_EXERCISE 1_.
According to the inference scaling notes, what is the primary metric?
_EXERCISE 2_.
Rewrite the inference scaling notes between "### 90-second version" and "capacity cells first?", inclusive, swapping "admission control" for "request throttling".

Design AI inference scaling architecture.
### Signal to interviewer
I can design inference systems that scale elastically while preserving reliability under bursty, heterogeneous workloads.
### Clarify
I would clarify request volume shape, latency tiers, model sizes, regional compliance, and traffic criticality classes.
### Approach
Use capacity cell architecture: isolate serving pools by workload class, route by policy, and provide spillover to adjacent cells when pressure rises.
### Metrics & instrumentation
Primary metric: successful responses per compute dollar. Secondary metrics: queue wait time, autoscale reaction latency, and GPU utilization quality. Guardrails: tail-latency violations, dropped-request rate, and hotspot saturation.
### Tradeoffs
Higher utilization cuts cost but reduces buffer for sudden spikes. Aggressive autoscaling improves elasticity but may introduce cold-start delays.
### Risks & mitigations
Risk: regional imbalance during incidents; mitigate with cross-cell overflow limits. Risk: noisy-neighbor model contention; mitigate with workload isolation. Risk: unstable scaling loops; mitigate with hysteresis and rate limits.
### Example
For a global writing assistant, low-latency interactive prompts stay in premium cells while background summarization routes to cost-efficient batch-oriented cells.
### 90-second version
Scale inference by capacity cells, route requests by SLO class, and protect reliability with admission control plus reserved headroom. Optimize cost without sacrificing burst resilience.
- Which workload classes should get dedicated capacity cells first?
- What reserve headroom policy would you set for priority traffic?
- How would you tune autoscaling to avoid oscillation under spiky demand?
- What telemetry is required to detect contention between model workloads?

_THE DATA_.

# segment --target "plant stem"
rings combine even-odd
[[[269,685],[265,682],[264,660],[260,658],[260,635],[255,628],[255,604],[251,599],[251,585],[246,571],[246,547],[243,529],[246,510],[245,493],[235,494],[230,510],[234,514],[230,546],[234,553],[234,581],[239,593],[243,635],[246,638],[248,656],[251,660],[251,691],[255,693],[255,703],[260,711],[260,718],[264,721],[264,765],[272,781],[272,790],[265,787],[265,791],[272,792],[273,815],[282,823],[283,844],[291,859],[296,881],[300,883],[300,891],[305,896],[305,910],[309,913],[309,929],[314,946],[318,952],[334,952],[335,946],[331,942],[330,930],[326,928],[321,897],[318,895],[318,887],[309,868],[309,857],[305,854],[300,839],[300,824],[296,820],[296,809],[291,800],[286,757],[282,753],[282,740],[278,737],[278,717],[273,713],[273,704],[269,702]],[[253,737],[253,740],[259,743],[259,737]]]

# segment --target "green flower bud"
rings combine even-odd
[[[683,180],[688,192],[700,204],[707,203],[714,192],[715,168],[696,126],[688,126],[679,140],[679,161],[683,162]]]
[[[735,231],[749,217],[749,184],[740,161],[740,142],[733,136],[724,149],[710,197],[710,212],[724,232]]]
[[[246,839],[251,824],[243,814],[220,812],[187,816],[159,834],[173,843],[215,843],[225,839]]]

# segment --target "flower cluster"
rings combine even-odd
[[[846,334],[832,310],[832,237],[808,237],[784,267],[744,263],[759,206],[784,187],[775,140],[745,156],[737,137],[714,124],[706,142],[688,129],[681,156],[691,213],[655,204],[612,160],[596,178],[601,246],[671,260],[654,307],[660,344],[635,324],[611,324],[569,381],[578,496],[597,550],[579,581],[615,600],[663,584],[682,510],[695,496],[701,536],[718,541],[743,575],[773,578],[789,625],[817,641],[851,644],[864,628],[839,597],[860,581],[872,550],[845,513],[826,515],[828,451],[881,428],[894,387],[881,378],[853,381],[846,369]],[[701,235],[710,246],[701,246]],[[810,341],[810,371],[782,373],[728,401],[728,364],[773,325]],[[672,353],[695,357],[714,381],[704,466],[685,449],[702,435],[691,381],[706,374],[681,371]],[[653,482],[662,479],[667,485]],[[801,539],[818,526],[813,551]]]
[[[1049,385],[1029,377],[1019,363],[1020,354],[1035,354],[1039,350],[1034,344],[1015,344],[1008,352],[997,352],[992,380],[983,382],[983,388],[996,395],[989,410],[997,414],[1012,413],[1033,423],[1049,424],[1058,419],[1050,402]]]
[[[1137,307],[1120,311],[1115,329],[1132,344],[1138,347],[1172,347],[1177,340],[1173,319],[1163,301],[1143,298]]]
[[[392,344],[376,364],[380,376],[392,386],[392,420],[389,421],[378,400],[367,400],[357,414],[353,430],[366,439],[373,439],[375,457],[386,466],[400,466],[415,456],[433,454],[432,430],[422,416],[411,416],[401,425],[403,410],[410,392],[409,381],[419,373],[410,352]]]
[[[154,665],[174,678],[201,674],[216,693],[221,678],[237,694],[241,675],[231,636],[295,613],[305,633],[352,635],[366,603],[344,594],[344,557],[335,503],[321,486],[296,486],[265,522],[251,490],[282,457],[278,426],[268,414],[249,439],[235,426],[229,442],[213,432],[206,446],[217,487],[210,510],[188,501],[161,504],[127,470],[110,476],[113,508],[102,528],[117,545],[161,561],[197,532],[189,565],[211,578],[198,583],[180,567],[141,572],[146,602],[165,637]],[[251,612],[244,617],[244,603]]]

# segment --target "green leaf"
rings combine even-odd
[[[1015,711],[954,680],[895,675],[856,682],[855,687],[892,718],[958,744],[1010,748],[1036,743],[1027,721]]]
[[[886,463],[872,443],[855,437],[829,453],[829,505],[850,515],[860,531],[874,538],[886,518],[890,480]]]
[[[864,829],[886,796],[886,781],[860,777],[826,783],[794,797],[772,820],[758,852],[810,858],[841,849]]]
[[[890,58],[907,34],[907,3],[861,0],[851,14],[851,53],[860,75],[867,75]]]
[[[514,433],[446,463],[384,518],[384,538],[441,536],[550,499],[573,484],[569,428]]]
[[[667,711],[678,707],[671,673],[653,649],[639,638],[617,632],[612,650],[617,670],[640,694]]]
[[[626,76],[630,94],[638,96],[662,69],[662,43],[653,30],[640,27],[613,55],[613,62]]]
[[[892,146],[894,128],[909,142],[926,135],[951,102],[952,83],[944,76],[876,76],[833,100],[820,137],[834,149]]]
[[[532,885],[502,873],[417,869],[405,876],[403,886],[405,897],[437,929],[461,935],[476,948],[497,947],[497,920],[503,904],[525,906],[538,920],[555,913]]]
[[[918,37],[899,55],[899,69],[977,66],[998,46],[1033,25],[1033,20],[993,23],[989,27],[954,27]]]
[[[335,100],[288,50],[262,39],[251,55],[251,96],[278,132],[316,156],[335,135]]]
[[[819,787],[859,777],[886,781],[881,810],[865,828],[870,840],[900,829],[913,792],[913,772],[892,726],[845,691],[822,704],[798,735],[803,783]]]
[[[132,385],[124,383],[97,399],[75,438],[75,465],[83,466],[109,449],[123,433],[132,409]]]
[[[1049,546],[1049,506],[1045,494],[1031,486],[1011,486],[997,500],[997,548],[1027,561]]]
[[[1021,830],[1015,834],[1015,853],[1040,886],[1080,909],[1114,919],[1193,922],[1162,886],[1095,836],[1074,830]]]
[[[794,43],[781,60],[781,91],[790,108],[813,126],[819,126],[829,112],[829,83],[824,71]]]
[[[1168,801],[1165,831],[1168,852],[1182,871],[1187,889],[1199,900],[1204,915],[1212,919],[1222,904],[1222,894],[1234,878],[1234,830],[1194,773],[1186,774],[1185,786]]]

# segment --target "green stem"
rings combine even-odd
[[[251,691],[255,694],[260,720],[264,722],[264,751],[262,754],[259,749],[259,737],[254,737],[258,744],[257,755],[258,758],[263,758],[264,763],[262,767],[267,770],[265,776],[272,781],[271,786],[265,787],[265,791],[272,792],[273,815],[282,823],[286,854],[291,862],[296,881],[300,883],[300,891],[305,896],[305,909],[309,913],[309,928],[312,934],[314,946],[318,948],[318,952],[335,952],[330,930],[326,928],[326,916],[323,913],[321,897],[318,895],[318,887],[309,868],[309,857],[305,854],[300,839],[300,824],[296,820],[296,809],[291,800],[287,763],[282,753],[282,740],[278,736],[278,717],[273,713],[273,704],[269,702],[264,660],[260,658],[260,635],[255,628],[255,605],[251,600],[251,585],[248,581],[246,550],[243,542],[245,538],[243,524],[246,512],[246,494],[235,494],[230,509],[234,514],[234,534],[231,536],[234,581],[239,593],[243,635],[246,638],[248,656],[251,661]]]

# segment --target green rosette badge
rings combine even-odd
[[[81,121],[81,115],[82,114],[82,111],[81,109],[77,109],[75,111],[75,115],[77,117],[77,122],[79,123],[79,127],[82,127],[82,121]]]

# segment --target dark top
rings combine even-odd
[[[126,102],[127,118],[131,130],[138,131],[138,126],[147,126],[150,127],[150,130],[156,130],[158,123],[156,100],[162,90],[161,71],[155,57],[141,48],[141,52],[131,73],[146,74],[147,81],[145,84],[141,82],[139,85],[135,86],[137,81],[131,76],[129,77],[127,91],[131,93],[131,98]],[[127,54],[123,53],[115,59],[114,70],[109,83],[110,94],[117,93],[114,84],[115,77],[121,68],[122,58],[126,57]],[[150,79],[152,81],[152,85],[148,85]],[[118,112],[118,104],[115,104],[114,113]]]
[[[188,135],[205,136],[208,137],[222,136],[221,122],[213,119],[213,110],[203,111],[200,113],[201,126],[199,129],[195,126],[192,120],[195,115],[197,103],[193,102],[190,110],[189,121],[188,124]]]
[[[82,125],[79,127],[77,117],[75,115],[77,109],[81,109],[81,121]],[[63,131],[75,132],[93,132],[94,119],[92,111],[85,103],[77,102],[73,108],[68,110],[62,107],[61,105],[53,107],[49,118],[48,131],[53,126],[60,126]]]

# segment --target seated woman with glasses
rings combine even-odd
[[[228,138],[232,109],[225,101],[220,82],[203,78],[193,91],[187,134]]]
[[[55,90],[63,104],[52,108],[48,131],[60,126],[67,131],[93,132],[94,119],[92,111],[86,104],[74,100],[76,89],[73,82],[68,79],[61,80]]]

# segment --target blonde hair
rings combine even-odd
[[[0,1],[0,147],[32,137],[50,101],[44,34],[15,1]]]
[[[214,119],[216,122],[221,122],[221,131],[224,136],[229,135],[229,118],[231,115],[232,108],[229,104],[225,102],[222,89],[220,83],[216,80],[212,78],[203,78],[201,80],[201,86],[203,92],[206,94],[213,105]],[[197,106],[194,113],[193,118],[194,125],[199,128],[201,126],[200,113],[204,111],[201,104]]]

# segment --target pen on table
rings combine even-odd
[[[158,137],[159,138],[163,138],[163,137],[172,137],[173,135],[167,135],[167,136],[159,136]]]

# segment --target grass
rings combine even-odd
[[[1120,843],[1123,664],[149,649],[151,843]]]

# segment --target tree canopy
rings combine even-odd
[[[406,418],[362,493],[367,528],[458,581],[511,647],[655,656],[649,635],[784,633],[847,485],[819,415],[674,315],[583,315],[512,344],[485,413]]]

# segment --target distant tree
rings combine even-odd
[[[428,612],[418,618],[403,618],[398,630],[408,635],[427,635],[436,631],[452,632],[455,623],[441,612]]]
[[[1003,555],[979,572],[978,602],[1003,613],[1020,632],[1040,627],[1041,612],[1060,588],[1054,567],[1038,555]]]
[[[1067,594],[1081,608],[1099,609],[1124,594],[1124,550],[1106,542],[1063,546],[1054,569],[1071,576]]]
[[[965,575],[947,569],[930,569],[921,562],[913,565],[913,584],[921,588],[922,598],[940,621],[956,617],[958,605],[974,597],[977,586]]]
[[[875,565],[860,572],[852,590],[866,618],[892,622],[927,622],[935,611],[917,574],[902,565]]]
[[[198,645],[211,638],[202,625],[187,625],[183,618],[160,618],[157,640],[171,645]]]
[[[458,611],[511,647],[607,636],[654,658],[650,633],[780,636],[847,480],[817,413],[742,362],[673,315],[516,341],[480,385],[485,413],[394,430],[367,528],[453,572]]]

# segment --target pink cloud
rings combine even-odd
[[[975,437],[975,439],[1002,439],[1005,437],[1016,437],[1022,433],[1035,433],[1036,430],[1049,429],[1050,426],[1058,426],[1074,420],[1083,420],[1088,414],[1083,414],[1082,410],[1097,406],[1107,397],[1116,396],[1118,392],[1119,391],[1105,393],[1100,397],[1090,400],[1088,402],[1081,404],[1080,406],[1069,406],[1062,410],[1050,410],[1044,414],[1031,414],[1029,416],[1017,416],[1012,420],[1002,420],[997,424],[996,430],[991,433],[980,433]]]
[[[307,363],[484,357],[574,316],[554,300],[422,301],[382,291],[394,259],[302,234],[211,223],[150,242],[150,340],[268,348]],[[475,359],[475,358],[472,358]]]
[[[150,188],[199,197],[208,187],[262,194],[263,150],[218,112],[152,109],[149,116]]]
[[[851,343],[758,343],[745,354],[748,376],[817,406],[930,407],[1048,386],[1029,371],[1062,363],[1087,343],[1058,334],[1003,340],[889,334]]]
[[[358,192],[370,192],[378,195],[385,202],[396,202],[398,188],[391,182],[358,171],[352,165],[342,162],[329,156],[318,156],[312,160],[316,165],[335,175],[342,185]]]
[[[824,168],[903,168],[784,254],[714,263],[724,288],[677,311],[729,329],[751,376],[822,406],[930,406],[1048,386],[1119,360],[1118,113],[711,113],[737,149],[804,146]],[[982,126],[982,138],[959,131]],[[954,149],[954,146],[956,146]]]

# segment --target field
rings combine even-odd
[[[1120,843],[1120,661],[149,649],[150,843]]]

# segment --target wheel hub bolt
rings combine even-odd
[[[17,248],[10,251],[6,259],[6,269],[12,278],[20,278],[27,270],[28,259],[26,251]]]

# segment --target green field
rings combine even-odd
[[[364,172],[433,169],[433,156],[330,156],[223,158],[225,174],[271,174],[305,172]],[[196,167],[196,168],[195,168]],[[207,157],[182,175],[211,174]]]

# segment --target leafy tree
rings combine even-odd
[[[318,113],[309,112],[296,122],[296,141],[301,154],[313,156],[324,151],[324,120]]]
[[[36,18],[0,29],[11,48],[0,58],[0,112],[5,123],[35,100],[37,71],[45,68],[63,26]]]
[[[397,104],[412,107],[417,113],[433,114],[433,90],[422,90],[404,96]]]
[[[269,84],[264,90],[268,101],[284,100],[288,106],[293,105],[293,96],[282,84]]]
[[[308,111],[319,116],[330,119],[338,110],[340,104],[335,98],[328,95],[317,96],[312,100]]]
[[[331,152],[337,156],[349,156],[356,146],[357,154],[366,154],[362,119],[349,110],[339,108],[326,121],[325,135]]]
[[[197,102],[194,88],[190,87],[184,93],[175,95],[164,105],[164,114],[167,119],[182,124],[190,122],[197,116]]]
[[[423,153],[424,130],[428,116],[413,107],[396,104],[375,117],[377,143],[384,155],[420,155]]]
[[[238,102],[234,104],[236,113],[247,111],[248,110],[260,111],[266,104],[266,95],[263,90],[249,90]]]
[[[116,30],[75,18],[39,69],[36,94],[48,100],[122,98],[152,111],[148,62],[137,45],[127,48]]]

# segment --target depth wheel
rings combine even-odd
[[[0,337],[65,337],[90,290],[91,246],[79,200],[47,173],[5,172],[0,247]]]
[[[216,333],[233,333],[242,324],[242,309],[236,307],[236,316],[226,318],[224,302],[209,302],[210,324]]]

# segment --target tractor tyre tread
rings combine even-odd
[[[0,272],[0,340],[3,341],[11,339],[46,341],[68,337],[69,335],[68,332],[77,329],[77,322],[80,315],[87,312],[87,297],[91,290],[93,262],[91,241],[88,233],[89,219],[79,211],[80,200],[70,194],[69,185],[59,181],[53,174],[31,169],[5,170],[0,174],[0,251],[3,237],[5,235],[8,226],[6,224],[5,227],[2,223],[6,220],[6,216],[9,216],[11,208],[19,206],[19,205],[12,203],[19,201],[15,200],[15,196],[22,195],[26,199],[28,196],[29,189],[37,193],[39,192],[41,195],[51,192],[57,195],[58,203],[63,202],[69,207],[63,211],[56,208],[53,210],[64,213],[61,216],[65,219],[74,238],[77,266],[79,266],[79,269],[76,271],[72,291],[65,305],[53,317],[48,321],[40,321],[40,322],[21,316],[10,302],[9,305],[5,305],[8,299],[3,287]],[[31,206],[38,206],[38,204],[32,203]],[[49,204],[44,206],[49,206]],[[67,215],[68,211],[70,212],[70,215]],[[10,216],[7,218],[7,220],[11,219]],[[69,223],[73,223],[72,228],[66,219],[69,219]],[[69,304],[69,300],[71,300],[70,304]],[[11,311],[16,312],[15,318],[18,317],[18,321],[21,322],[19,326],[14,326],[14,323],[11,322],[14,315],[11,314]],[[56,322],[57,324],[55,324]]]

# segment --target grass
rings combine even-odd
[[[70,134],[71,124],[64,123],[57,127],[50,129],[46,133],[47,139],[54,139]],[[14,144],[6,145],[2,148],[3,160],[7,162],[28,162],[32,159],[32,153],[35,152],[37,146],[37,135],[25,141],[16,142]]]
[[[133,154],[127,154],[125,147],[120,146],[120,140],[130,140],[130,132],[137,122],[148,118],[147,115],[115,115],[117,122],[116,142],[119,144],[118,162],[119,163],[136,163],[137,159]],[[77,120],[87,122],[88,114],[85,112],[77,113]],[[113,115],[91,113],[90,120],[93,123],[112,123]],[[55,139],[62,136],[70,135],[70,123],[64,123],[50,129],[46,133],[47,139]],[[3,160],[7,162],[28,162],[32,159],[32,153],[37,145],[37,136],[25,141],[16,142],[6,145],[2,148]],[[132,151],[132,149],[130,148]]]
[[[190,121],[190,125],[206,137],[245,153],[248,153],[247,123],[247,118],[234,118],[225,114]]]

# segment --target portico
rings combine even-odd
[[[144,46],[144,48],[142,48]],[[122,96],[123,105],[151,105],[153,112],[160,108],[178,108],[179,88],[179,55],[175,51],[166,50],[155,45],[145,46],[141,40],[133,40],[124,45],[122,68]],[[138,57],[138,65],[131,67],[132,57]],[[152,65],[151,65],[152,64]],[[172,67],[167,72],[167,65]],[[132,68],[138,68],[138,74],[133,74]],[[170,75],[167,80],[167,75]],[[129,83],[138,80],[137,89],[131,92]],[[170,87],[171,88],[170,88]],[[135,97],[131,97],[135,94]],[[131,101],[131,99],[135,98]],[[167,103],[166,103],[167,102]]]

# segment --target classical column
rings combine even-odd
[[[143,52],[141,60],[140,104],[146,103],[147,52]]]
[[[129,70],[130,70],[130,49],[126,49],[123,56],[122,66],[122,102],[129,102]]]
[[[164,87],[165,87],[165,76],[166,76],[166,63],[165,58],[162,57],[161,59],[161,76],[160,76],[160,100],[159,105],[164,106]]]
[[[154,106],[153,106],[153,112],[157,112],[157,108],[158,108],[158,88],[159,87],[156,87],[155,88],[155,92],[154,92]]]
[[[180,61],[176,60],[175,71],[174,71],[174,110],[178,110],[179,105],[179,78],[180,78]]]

_ANSWER SPACE 1_.
Successful responses per compute dollar.

_ANSWER SPACE 2_.
### 90-second version
Scale inference by capacity cells, route requests by SLO class, and protect reliability with request throttling plus reserved headroom. Optimize cost without sacrificing burst resilience.
- Which workload classes should get dedicated capacity cells first?